Please count the lines in the entries below that contain the word "helpful", and reply with that number alone.

'''

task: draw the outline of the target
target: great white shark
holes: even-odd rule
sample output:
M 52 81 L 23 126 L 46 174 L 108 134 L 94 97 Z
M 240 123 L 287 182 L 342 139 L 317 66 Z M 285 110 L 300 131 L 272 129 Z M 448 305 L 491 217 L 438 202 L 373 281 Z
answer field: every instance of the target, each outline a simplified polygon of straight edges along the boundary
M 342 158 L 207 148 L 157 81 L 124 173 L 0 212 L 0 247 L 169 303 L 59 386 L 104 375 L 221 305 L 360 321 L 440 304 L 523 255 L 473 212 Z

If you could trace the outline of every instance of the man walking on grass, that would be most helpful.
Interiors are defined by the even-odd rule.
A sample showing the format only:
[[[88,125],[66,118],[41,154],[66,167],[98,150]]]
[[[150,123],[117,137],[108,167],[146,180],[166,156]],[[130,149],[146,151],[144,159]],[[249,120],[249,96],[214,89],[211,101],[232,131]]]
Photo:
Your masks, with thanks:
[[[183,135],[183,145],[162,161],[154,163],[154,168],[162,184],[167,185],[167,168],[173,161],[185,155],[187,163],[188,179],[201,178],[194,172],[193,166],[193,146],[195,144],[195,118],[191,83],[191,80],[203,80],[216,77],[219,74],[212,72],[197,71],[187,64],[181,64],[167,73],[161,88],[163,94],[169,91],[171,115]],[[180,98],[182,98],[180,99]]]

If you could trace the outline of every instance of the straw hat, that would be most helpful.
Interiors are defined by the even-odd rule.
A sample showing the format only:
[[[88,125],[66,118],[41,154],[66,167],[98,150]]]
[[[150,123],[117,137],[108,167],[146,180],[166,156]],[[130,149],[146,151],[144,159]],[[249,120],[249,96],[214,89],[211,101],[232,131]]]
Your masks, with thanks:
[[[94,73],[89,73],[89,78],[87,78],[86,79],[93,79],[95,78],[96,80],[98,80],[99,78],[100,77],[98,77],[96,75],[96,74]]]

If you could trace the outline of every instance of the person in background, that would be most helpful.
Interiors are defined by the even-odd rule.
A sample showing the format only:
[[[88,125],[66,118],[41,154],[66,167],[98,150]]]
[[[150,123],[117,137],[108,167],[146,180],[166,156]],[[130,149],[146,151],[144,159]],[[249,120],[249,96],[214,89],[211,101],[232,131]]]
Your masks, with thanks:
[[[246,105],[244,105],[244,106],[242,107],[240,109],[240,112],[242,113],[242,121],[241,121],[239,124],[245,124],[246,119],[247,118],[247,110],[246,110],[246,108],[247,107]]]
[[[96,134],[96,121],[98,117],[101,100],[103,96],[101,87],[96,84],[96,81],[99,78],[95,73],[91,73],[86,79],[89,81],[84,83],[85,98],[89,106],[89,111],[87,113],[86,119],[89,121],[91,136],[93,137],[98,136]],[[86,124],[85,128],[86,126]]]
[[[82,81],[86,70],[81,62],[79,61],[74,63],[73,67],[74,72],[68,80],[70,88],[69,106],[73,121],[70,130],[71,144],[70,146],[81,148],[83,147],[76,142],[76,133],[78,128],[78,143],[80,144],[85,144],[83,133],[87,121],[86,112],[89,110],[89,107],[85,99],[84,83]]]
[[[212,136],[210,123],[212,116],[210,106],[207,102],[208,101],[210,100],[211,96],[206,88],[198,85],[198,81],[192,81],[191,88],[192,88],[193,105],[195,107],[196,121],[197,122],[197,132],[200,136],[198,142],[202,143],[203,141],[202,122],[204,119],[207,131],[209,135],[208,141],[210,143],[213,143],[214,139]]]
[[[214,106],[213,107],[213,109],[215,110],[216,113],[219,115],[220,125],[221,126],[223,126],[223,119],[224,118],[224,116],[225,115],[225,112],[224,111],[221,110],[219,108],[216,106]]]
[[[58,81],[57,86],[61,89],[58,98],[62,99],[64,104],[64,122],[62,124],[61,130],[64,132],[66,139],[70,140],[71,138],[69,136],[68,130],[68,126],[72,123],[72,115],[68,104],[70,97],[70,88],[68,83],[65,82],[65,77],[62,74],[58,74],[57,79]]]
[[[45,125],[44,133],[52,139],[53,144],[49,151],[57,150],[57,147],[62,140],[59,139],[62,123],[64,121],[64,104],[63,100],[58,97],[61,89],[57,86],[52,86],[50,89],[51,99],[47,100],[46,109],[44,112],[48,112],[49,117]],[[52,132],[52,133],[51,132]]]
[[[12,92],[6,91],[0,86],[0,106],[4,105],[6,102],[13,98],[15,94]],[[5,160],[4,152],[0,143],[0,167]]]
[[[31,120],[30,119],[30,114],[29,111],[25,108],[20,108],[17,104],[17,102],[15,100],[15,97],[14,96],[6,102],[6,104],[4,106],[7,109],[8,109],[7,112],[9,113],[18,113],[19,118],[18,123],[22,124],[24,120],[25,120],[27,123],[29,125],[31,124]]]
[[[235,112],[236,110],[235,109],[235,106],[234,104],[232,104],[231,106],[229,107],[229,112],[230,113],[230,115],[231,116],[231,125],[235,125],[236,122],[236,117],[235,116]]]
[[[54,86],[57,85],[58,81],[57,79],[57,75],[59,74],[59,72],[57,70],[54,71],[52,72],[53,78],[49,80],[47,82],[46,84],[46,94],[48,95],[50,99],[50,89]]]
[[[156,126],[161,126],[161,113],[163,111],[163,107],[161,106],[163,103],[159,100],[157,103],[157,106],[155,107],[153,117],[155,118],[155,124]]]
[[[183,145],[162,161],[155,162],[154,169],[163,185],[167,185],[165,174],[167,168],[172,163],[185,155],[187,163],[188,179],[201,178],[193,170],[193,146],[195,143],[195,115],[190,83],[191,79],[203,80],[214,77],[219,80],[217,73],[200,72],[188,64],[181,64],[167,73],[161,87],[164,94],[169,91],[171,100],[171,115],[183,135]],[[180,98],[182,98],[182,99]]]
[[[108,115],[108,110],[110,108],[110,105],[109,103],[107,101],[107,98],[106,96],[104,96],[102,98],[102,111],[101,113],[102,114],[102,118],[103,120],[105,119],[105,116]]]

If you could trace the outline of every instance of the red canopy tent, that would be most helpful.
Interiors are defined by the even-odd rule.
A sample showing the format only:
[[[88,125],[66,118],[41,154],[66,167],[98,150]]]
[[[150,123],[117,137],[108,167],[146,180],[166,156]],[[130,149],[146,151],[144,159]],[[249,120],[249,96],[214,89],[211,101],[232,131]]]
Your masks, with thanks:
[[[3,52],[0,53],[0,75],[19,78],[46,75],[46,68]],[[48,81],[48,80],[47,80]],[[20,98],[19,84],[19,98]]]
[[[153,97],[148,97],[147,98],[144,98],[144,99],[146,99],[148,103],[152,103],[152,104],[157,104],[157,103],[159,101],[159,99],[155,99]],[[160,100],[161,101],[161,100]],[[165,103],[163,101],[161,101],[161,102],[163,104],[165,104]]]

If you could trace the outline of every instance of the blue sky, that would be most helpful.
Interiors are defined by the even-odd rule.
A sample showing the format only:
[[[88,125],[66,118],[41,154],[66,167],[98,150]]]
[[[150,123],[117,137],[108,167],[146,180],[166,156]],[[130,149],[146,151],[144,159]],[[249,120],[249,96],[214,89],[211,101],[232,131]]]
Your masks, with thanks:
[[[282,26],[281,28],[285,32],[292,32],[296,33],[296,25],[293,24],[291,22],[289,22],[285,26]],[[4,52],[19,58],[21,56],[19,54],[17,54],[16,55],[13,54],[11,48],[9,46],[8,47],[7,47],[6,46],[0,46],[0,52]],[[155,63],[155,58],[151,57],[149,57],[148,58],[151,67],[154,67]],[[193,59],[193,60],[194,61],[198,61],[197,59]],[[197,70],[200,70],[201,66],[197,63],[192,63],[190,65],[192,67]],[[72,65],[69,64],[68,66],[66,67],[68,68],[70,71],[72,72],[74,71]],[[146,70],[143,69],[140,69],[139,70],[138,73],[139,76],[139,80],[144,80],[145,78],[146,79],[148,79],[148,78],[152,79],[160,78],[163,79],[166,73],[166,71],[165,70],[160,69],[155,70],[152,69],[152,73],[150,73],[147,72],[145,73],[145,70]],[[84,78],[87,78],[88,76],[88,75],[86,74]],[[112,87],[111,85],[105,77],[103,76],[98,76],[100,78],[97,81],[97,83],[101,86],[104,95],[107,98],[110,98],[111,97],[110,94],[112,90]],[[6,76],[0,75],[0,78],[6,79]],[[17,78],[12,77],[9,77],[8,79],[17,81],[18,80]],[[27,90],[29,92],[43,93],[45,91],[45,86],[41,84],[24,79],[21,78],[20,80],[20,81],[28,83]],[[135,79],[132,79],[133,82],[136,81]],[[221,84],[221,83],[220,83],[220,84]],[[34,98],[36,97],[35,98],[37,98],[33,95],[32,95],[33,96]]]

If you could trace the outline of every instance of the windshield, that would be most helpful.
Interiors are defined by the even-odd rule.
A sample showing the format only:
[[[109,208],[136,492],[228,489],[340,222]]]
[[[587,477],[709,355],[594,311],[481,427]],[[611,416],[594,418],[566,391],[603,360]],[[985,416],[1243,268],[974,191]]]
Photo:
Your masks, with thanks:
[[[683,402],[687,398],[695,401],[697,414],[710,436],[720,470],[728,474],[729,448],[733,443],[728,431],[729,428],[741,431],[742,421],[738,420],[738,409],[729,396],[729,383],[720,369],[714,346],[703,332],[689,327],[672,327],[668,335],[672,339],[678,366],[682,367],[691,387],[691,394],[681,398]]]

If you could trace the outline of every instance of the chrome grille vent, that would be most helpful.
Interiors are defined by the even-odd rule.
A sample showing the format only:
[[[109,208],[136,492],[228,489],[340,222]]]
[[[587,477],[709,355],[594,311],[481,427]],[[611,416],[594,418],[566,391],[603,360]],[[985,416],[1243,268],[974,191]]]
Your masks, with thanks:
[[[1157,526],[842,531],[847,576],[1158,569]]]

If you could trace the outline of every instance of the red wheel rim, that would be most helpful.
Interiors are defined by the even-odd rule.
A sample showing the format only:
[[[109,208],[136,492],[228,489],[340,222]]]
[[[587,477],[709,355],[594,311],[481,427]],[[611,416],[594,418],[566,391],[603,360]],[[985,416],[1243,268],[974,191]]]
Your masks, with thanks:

'''

Full response: 8